Feda edilen bölgeler

-
Aa
+
a
a
a

Haftanın Haber Hasatı'nın bu bölümünde iklim ve ekolojik kriz öncelikli bir anayasa hazırlığında olan Şili'nin lityum madenciliği ve suyun tanımı gibi kritik sorulara nasıl yanıt vereceğini ele alıyoruz. Hasat'ın diğer haberlerinde Brezilya'nın kömüre devam kararı, karsız kışların orman yangınlarına ve su tedariğine etkisi, Fransa'nın otomobil reklamlarına getirmeyi planladığı yeşil uyarılar ve daha fazlası var.

Şili'de lityum havzası
Feda edilen bölgeler
 

Feda edilen bölgeler

podcast servisi: iTunes / RSS

‘‘Bir ülke, nadiren, bir ulus olarak ideallerini ortaya koyma ve kendisi için yeni bir anayasa yazma şansı bulur. İklim ve ekolojik kriz ise bu süreçte neredeyse hiçbir zaman merkezi bir rol oynamaz.’’

Bu genelleme ise yeni bir anayasa hazırlığında olan Şili için geçerli değil. Sosyal ve çevresel sorunlar nedeniyle aylarca süren protestoların ardından, Şili’den “iklim ve ekolojik acil durum” ilan edildi ve 155 kişilik bir konvansiyon yeni bir anayasa yazmak üzere seçildi.

‘‘Onların çalışmaları sadece 19 milyonluk bu ülkenin nasıl yönetileceğini şekillendirmekle kalmayacak. And Dağları'nın yanındaki bu uçsuz bucaksız çölün altındaki tuzlu sularda gizlenen yumuşak, parlak bir metal olan lityumun geleceğini de belirleyecek.’’

The New York Times’ın Şili’nin yeni anayasasını konu alan haber hikayesinde ülkenin nasıl yanıt vereceği merak konusu olan potansiyel çatışma alanalarından ilki lityum. Elektrikli cihaz ve otomobillerin bataryaları için kilit bir maden olan lityum üretimi açısından Şili, dünyanın en büyük ikinci ülkesi konumunda.

Şili’yi Latin Amerika’nın en zengin uluslarından biri haline getiren madencilik faaliyetlerinin yapıldığı bölgeler çevresel açıdan o kadar yıprandı ki bu bölgelere ‘‘feda edilen bölgeler’’ deniyor.

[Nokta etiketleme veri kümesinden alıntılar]

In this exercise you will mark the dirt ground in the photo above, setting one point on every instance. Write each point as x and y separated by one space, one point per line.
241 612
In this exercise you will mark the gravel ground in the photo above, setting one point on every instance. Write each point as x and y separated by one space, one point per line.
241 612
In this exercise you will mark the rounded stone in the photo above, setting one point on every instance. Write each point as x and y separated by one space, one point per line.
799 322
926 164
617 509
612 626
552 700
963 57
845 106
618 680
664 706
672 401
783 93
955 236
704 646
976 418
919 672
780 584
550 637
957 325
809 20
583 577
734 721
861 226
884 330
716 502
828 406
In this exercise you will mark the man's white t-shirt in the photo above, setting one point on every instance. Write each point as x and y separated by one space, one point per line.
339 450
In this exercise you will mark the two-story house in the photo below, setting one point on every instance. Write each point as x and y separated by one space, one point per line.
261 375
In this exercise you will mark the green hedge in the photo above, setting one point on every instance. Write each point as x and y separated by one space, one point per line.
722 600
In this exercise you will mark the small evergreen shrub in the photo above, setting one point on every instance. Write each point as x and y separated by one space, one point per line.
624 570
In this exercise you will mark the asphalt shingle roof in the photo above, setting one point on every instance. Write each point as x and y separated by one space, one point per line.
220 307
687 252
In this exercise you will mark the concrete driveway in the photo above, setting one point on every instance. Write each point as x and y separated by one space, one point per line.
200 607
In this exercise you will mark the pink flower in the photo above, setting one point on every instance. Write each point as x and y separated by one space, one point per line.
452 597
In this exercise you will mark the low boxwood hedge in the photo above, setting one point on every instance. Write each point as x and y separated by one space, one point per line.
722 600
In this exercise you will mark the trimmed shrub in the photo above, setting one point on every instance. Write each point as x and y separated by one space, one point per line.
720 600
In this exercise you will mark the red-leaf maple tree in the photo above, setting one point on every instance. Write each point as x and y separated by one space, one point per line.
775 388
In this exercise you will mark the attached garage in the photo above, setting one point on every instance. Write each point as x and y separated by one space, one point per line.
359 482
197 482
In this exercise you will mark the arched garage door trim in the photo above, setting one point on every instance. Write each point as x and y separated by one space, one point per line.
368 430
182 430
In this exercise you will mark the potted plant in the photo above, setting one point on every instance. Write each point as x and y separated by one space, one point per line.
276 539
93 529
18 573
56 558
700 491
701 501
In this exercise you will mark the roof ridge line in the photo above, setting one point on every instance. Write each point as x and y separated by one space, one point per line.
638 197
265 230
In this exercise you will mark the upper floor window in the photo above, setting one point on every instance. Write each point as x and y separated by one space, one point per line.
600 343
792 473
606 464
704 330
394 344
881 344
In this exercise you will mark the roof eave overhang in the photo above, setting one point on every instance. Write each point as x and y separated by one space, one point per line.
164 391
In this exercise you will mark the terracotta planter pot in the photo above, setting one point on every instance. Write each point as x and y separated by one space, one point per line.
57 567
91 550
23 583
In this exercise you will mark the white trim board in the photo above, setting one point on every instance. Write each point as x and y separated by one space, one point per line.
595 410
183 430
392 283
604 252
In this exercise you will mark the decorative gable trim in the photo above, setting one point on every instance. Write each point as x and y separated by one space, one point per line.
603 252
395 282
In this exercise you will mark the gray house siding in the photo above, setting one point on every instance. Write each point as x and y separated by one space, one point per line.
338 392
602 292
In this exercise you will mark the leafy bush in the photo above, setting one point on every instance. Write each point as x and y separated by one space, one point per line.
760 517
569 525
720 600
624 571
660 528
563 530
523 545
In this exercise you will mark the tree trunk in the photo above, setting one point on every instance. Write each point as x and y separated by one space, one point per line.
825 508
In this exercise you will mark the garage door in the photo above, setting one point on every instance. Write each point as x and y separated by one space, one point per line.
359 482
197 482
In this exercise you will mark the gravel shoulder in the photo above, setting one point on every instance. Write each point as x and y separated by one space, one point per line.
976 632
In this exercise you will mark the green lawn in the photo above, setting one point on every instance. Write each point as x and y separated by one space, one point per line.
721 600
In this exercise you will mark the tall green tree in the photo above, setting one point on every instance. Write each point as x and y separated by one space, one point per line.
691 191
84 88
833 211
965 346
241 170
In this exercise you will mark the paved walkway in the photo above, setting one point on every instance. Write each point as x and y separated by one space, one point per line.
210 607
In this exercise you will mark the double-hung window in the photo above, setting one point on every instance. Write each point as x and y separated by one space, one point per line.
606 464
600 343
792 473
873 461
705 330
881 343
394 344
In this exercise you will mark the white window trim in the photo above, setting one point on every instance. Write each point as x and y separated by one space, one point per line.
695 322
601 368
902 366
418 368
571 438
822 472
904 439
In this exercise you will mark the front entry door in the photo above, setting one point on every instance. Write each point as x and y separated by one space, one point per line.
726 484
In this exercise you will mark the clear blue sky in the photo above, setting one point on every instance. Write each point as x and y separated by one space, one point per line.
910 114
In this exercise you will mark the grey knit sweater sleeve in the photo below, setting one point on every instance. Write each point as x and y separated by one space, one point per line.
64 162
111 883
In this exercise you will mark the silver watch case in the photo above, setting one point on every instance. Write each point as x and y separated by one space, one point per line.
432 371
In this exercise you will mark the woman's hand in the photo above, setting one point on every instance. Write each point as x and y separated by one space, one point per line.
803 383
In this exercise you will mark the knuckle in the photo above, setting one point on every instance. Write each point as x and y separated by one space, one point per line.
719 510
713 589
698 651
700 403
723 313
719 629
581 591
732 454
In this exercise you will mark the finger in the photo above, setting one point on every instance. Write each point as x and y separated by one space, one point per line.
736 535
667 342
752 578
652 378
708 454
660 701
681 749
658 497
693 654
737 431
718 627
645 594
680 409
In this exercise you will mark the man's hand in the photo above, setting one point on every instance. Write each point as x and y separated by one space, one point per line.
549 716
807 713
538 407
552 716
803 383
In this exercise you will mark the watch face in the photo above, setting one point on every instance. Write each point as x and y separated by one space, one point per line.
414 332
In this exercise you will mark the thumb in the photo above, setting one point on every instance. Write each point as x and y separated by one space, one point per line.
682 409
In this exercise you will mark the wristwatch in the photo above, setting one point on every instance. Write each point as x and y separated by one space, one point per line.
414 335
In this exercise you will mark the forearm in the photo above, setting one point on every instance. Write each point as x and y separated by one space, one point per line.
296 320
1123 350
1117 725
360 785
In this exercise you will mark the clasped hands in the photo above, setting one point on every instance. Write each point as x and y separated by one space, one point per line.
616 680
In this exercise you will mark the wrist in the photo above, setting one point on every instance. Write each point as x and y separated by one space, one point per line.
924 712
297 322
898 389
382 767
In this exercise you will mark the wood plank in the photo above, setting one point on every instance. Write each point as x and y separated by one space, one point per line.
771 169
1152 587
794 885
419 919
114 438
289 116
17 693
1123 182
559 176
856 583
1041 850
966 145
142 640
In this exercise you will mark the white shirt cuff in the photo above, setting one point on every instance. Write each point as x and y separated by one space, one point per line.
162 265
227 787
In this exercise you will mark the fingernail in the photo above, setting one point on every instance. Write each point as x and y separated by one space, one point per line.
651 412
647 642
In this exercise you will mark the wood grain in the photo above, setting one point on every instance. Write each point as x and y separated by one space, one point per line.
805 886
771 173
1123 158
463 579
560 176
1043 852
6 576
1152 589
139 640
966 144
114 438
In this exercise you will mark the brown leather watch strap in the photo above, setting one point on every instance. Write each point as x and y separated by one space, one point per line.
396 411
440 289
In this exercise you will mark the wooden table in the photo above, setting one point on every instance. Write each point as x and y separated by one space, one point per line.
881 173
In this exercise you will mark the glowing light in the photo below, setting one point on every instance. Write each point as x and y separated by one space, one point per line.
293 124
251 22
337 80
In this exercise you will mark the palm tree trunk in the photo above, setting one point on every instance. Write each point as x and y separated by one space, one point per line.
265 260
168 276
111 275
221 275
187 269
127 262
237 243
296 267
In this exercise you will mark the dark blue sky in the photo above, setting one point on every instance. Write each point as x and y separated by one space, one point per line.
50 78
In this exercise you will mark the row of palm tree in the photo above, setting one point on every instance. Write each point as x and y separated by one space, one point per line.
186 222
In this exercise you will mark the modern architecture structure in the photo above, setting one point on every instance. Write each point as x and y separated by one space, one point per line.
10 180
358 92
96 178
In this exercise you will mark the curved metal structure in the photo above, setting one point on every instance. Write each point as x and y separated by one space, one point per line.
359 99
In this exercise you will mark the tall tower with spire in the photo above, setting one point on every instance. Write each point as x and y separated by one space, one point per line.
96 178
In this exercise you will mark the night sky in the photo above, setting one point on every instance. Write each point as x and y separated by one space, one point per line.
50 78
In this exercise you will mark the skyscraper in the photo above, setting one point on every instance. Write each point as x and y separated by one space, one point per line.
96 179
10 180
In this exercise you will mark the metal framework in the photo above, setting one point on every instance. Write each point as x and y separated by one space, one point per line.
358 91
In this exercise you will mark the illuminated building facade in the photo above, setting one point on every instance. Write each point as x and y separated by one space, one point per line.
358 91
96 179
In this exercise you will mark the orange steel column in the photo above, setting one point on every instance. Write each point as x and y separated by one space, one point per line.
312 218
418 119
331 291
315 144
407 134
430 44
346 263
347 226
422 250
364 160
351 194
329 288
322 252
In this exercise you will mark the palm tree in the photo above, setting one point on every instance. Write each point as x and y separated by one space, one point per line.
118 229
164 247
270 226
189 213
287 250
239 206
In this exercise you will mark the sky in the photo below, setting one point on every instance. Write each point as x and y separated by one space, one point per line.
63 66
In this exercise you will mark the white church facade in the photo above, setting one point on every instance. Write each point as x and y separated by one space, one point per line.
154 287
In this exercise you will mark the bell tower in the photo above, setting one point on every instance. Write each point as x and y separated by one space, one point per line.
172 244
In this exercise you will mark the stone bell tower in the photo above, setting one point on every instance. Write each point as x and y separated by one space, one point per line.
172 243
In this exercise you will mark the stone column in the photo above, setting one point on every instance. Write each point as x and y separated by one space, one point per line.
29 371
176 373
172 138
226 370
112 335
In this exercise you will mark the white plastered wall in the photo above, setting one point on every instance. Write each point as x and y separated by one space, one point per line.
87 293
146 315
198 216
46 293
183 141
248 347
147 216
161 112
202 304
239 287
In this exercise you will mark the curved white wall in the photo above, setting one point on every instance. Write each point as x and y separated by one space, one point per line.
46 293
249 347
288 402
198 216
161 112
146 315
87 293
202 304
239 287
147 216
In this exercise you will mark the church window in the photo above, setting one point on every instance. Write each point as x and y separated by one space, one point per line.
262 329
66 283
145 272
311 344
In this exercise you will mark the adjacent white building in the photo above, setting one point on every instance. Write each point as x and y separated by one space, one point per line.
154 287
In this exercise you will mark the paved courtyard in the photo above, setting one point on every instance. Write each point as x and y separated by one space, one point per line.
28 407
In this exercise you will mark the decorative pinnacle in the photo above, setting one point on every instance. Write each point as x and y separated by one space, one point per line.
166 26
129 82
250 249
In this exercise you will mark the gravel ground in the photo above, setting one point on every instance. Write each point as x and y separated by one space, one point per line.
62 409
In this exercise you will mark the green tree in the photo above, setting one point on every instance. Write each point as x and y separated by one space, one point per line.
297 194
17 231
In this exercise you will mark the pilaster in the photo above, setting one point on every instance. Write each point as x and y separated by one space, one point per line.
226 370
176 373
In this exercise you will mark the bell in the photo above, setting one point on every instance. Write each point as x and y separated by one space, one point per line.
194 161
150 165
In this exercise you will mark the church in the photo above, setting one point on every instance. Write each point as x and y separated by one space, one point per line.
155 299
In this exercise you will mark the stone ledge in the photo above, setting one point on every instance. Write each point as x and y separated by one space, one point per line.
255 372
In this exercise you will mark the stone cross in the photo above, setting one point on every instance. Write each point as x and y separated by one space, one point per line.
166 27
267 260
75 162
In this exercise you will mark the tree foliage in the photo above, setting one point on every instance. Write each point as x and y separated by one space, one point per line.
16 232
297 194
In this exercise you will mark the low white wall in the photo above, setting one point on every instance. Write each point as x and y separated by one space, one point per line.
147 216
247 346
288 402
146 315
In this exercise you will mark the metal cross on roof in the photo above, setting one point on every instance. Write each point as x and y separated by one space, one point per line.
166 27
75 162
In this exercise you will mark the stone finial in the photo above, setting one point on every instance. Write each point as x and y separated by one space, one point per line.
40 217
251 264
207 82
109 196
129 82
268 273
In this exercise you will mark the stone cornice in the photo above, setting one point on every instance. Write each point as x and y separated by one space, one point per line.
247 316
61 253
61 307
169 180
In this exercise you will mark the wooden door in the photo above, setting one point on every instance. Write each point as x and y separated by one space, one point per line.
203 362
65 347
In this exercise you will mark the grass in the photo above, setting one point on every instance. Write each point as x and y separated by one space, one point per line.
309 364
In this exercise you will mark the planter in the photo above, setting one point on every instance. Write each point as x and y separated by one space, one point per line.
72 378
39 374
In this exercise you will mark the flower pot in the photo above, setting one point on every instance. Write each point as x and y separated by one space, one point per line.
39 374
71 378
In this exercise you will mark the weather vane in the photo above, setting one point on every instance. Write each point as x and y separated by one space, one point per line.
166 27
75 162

» **Problemler**
**1)** Şili'deki lityum madenciliğini anlatan metinden "Şili’yi Latin Amerika’nın" sözlerinden başlayıp "edilen bölgeler’’ deniyor." sözlerine kadar uzanan bölümün tamamını hiçbir şeyi değiştirmeden çıktı olarak ver.
**2)** Kayıtlarda "In this exercise you will mark the flower" ifadesini içeren satırdan kayıtların sonuna kadar olan satırları, iki uç da dahil olmak üzere, "weather vane" yerine "wind vane" koyarak yeniden yaz. Başka hiçbir şeyi değiştirme ve yalnızca bu satırları ver.

» **Alıştırma Yanıtları**
**1)**
Şili’yi Latin Amerika’nın en zengin uluslarından biri haline getiren madencilik faaliyetlerinin yapıldığı bölgeler çevresel açıdan o kadar yıprandı ki bu bölgelere ‘‘feda edilen bölgeler’’ deniyor.

**2)**
In this exercise you will mark the flower pot in the photo above, setting one point on every instance. Write each point as x and y separated by one space, one point per line.
39 374
71 378
In this exercise you will mark the wind vane in the photo above, setting one point on every instance. Write each point as x and y separated by one space, one point per line.
166 27
75 162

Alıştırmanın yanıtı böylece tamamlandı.